Retoma el texto sobre la colonización del Congo por Leopoldo II y continúalo a partir de su última oración.

_PASAJE DE LECTURA:_
:::
Móviles de sangre, el legado del imperialismo

Por Susana Gómez Nuño @susanagonu

África. Finales del siglo XIX. Leopoldo II de Bélgica perpetra contra la población africana del Congo uno de los mayores genocidios de la historia.

“Era una actividad muy interesante, tumbarse en el monte a mirar tranquilamente a los nativos mientras hacían el trabajo del día. Algunas mujeres […] machacaban plátanos secos para hacer harina. A los hombres se los veía construir chozas y ocupados en otras tareas; los niños y niñas correteaban, cantaban […] Abrí el juego disparándole a un tipo al pecho. Cayó como una piedra […] Inmediatamente después una lluvia de balas cayó sobre la aldea.”

Capitán William GrantStairs, diario del Congo, 28 de septiembre de 1887.

La colonización del Congo por parte de Leopoldo II, rey de Bélgica, fue un caso especialmente cruento. El rey ocultó hábilmente su proyecto de enriquecimiento personal en el Congreso de Berlín (1884-1885) alegando que su propiedad particular del Congo permanecería abierta para el libre intercambio comercial internacional, a la vez que él se dedicaba a una “honorable labor filantrópica”, llevando la civilización a los nativos del Estado Libre del Congo. En realidad, el rey, después de pasar un tiempo estudiando los Archivos Generales de Indias en Sevilla, para ilustrarse sobre la obtención de beneficios coloniales, se convenció de que la mejor forma de conseguir rápidas ganancias era ejerciendo la violencia extrema y los trabajos forzados. El destino quiso que sus territorios fueran ricos en marfil y caucho, este último muy codiciado en Europa, aparte de los quince millones de indígenas que constituirían la mano de obra gratuita para su beneficio personal.
:::
_EXTRACTO DE DATOS:_
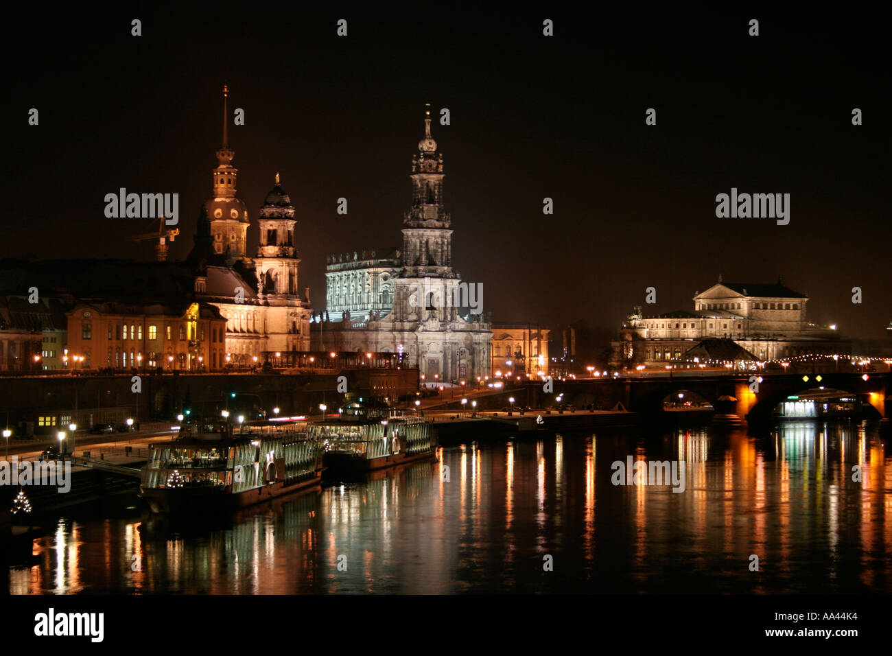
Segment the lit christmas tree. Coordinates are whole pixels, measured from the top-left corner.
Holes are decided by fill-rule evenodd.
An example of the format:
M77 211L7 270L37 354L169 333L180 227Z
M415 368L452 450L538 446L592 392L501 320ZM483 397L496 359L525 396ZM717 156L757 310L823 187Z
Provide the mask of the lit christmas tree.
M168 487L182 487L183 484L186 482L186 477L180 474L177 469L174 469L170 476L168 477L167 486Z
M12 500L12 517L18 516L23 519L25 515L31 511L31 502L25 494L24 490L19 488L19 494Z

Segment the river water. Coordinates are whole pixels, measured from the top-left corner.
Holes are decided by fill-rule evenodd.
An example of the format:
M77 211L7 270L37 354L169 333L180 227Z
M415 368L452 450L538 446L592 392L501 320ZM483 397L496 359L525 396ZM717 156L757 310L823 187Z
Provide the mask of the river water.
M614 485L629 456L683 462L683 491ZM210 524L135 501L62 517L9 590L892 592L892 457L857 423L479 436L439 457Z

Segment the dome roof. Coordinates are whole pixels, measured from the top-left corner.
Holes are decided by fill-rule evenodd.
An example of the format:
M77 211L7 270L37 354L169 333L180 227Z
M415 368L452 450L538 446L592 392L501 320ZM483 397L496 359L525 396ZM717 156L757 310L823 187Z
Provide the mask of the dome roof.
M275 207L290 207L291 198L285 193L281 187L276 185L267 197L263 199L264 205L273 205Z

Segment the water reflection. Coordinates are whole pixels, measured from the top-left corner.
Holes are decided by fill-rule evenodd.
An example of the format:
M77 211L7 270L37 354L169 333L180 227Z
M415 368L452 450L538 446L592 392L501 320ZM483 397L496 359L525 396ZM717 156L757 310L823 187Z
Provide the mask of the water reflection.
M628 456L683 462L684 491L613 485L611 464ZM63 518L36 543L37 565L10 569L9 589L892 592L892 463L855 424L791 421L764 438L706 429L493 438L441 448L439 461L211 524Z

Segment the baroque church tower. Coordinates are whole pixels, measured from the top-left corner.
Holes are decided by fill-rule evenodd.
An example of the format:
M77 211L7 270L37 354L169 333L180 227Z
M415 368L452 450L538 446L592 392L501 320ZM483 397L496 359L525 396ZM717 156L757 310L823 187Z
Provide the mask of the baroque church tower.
:::
_RESPUESTA:_
Los métodos empleados por los secuaces del rey eran especialmente sádicos y crueles. Los individuos negros reclutados de tribus antropófagas a las órdenes de los soldados blancos de la Force Publique, el brazo militar privado de Leopoldo, tenían como norma castigar salvajemente a todo aquel que no cumpliera con la recogida de las cantidades estipuladas de caucho o marfil. Asesinatos en masa, ahorcamientos, violaciones, latigazos, toma de rehenes y amputaciones de manos y pies —que se ahumaban para llevarlos como pruebas a los superiores— fueron algunas de las barbaries perpetradas, que diezmaron desmesuradamente a la población congoleña, y conformaron la maldad y la vileza humana llevadas al límite.

Por suerte, el lucrativo entramado comercial teñido de sangre indígena fue denunciado por los primeros defensores de los derechos humanos: Morel, agente naviero que descubrió la jugada real, Cassement, funcionario inglés que publicó un detallado informe sobre los horrores vividos por los nativos, y los misioneros de raza negra George Washington Williams y William Sheppard, que denunciaron las atrocidades. A pesar de los intentos de ocultar su turbio negocio sobornando a la prensa y a políticos, finalmente, el rey vendió sus territorios al gobierno de Bélgica, que sometió a los congoleños prácticamente a los mismos abusos, aunque estos fueron menos letales, básicamente para no quedarse sin mano de obra. Un año después, Leopoldo murió con setenta años de edad, millonario y con un genocidio a sus espaldas que fue ignorado por la sociedad de la época. El genocida empleó parte del dinero ganado en obras para su país. Resulta especialmente llamativo el Arco del Cincuentenario, que un parlamentario opositor bautizó como el Arco de las manos cortadas, en referencia a esa terrible práctica. Así como el Museo Real de África Central, que recoge objetos de la cultura africana pero que ignora, “convenientemente”, la masacre perpetrada en ese pueblo.

África. Principios del siglo XXI. Las regiones africanas sometidas a las masacres y a los mayores expolios durante el imperialismo son las que sufren desde entonces mayor pobreza y miseria.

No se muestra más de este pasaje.